◆ Text to read:
-.-.-

SKI (KISS-GP)
=============

Structured Kernel Interpolation (Wilson & Nickisch, 2015) takes the sparse
GP idea further: place inducing points on a **regular grid** so the
inducing-inducing kernel matrix :math:`K_{uu}` becomes
**Toeplitz-structured** (in 1D) or **Kronecker-Toeplitz** (in 2D / 3D).
Matrix-vector products against Toeplitz matrices can then be done with
**FFTs** in :math:`O(M \log M)`.

The approximation
-----------------

Let :math:`Z` be a regular grid of size :math:`M` covering the input
range. Define :math:`W \in \mathbb{R}^{N \times M}`, a **sparse cubic
interpolation matrix** that interpolates each training point onto its
4 (or 16, in 2D) nearest grid neighbors. Then:

.. math::

   K_{ff} \approx W\, K_{uu}\, W^\top.

Each row of :math:`W` has 4 nonzero entries (in 1D), so :math:`W` is
sparse with :math:`4N` nonzeros total. The product :math:`W \cdot v`
costs :math:`O(N)`.

Fast matrix-vector products
---------------------------

The key trick: a Toeplitz matrix :math:`T` embeds into a circulant matrix
:math:`C` of double the size, and **circulant matrix-vector products are
diagonalized by the FFT**. Concretely:

.. math::

   T v = \operatorname{first\;half\;of}\bigl(\,
        \mathcal{F}^{-1}\!\bigl(\mathcal{F}(c) \odot \mathcal{F}(\tilde v)\bigr)
        \,\bigr)

where :math:`c` is the first column of :math:`C` and :math:`\tilde v` is
:math:`v` zero-padded.

Putting it together, the SKI matrix-vector product for a test vector
:math:`v` is:

.. math::

   K_{ff}\,v \;\approx\; W\,\bigl(K_{uu}\,\bigl(W^\top v\bigr)\bigr)

-.-.-

◆ Listed records:

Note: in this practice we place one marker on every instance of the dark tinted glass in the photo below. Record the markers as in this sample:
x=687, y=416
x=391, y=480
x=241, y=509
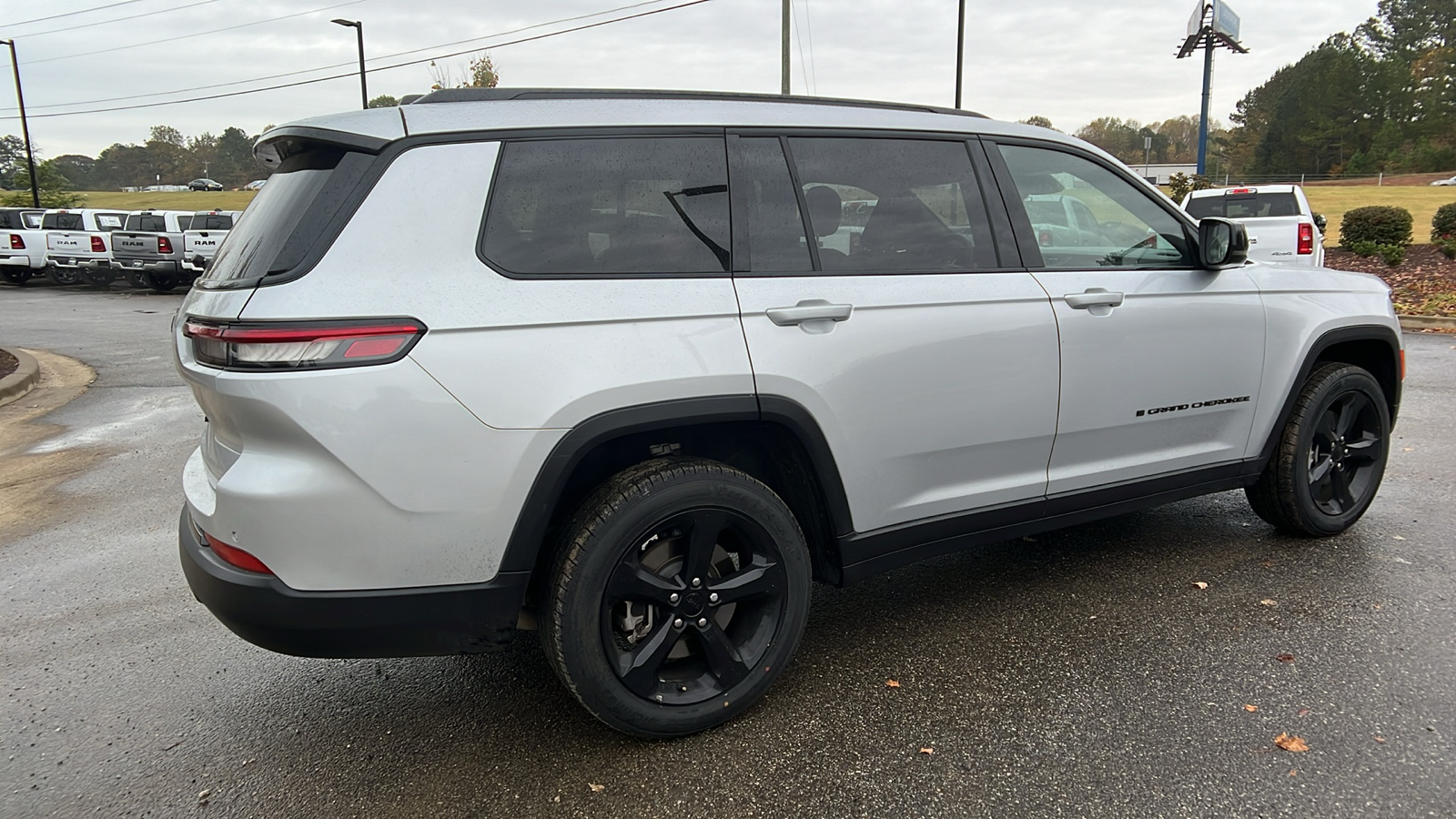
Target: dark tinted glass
x=1244, y=206
x=775, y=223
x=63, y=222
x=893, y=205
x=147, y=223
x=1085, y=216
x=609, y=206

-.-.-

◆ Task description: Reproduce the text on structured kernel interpolation in full, word for word. The data stands apart from the text on structured kernel interpolation.

◆ Result of this exercise:
SKI (KISS-GP)
=============

Structured Kernel Interpolation (Wilson & Nickisch, 2015) takes the sparse
GP idea further: place inducing points on a **regular grid** so the
inducing-inducing kernel matrix :math:`K_{uu}` becomes
**Toeplitz-structured** (in 1D) or **Kronecker-Toeplitz** (in 2D / 3D).
Matrix-vector products against Toeplitz matrices can then be done with
**FFTs** in :math:`O(M \log M)`.

The approximation
-----------------

Let :math:`Z` be a regular grid of size :math:`M` covering the input
range. Define :math:`W \in \mathbb{R}^{N \times M}`, a **sparse cubic
interpolation matrix** that interpolates each training point onto its
4 (or 16, in 2D) nearest grid neighbors. Then:

.. math::

   K_{ff} \approx W\, K_{uu}\, W^\top.

Each row of :math:`W` has 4 nonzero entries (in 1D), so :math:`W` is
sparse with :math:`4N` nonzeros total. The product :math:`W \cdot v`
costs :math:`O(N)`.

Fast matrix-vector products
---------------------------

The key trick: a Toeplitz matrix :math:`T` embeds into a circulant matrix
:math:`C` of double the size, and **circulant matrix-vector products are
diagonalized by the FFT**. Concretely:

.. math::

   T v = \operatorname{first\;half\;of}\bigl(\,
        \mathcal{F}^{-1}\!\bigl(\mathcal{F}(c) \odot \mathcal{F}(\tilde v)\bigr)
        \,\bigr)

where :math:`c` is the first column of :math:`C` and :math:`\tilde v` is
:math:`v` zero-padded.

Putting it together, the SKI matrix-vector product for a test vector
:math:`v` is:

.. math::

   K_{ff}\,v \;\approx\; W\,\bigl(K_{uu}\,\bigl(W^\top v\bigr)\bigr)